■ **Source passage**

2.4.3.4 Model evaluation
After previous steps, we have got trained models and test sets. In the final step we evaluate models and imputations methods. For every imputation and algorithm we calculate F1 score expressed by formula \(2\frac{(precision)\cdot(recall)}{precision + recall}\) and accuracy. We chose accuracy as the basic and most popular metric, and F1 which is a better metric for unbalanced sets. A detailed discussion about results in the next section.
2.4.4 Results
After the long and tedious process of data imputation, it is finally time to evaluate our methods of imputation. Methods were trained and tested on 14 data sets and evaluated strictly using 2 methods mentioned earlier. Before score analysis, it is worth mentioning that all algorithms were tested with optimal parameters, so the score should be quite meaningful. The Table 1 below presents average metrics achieved by models, depending on the imputation method. As described earlier, we decided to use two measures of algorithm effectiveness:
- F1 score
- Accuracy
These two measures complement each other well because they allow us to measure well the effectiveness of our imputations and algorithms, on both balanced and unbalanced sets.
Method | Accuracy | F1 |
---|---|---|
softImpute | 0.86 | 0.75 |
mice | 0.85 | 0.75 |
missForest | 0.85 | 0.74 |
VIM | 0.85 | 0.76 |
median | 0.83 | 0.75 |
missmda | 0.82 | 0.80 |
Our experiment did not find out the best imputation algorithm, but we can derive some interesting conclusions from it. First of all, we can think about the median/mode imputation as kind of baseline method. Surprisingly it seems to perform quite well, among the others, often quite sophisticated methods. ML models based on it achieved over 80% of accuracy on average. However, it is hard to decide whether it is a high score or not, because we are only able to compare algorithms between the others. To say anything more meaningful about our methods we shall look at the distribution of the scores to make a better analysis of performance.

■ **Data lines**
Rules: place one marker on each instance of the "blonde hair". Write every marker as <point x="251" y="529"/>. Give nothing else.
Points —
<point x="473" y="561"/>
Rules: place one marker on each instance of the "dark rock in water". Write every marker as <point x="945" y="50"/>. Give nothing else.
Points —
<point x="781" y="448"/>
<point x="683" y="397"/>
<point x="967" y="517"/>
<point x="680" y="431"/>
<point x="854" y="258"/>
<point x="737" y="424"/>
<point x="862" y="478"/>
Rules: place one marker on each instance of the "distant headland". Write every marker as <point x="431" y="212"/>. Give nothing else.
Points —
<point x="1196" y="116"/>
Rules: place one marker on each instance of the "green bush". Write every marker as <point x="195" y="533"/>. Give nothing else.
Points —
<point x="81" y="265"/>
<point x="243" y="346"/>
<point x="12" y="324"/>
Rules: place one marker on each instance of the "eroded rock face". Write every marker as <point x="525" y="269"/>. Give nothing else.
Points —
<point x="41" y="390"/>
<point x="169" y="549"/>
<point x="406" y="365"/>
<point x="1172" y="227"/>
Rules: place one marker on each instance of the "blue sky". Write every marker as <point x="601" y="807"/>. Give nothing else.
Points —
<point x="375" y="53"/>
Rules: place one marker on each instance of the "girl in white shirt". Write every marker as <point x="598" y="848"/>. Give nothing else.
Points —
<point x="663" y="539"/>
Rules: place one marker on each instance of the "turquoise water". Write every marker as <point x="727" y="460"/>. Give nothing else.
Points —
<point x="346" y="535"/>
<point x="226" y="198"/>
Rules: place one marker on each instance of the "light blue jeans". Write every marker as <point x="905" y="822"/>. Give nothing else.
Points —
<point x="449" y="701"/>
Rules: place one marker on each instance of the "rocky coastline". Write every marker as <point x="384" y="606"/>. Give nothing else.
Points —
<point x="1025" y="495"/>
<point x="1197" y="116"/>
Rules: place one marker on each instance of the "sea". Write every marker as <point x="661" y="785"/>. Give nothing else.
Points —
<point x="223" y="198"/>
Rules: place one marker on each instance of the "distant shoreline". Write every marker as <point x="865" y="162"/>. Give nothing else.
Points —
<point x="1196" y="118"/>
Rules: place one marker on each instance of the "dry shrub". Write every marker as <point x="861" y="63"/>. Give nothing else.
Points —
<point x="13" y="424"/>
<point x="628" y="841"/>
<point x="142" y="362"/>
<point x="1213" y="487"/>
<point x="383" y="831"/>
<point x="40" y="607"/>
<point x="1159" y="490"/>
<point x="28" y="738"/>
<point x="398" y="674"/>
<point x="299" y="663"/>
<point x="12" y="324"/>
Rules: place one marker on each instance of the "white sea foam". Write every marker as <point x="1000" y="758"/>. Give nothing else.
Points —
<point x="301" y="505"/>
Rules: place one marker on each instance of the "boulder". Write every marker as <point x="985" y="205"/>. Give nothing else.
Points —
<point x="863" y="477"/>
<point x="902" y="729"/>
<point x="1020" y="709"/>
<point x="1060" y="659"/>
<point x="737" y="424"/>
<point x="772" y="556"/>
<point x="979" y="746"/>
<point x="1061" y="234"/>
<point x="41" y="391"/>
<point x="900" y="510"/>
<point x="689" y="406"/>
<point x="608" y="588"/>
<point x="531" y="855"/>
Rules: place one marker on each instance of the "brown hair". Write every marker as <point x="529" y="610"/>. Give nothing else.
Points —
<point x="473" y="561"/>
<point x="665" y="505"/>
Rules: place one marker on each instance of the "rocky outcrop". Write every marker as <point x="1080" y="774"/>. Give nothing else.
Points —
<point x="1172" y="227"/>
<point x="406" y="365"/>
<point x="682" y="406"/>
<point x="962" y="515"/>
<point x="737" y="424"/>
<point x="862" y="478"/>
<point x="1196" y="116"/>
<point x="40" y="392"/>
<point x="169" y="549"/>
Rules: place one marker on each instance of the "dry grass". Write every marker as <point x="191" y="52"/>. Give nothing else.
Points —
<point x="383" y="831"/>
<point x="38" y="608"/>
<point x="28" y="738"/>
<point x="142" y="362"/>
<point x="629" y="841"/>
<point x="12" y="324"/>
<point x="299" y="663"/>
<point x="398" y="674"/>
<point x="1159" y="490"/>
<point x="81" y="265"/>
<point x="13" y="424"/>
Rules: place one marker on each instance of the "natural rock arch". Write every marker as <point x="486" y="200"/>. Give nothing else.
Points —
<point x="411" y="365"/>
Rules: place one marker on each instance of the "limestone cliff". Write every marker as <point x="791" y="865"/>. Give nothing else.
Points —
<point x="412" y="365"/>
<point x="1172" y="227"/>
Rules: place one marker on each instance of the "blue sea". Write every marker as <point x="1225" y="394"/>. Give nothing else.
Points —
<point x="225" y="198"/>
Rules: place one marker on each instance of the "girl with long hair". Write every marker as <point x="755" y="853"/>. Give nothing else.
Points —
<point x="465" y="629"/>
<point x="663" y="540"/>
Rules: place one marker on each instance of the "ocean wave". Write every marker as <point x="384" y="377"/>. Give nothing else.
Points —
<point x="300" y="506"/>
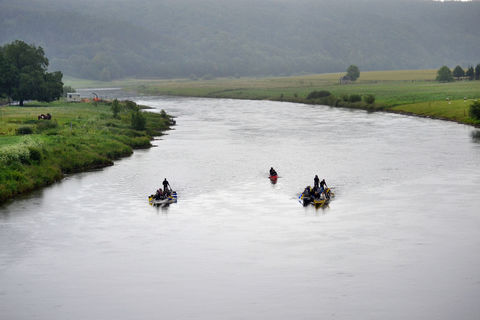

■ **Set problem 1**
Please duplicate the stretch of the imputation passage from "Method | Accuracy" through "analysis of performance.".
■ **Set problem 2**
How many lines in the entries contain the word "water"? Case counts, and the reply should be the number alone.

■ **Full answer 1**
Method | Accuracy | F1 |
---|---|---|
softImpute | 0.86 | 0.75 |
mice | 0.85 | 0.75 |
missForest | 0.85 | 0.74 |
VIM | 0.85 | 0.76 |
median | 0.83 | 0.75 |
missmda | 0.82 | 0.80 |
Our experiment did not find out the best imputation algorithm, but we can derive some interesting conclusions from it. First of all, we can think about the median/mode imputation as kind of baseline method. Surprisingly it seems to perform quite well, among the others, often quite sophisticated methods. ML models based on it achieved over 80% of accuracy on average. However, it is hard to decide whether it is a high score or not, because we are only able to compare algorithms between the others. To say anything more meaningful about our methods we shall look at the distribution of the scores to make a better analysis of performance.

■ **Full answer 2**
2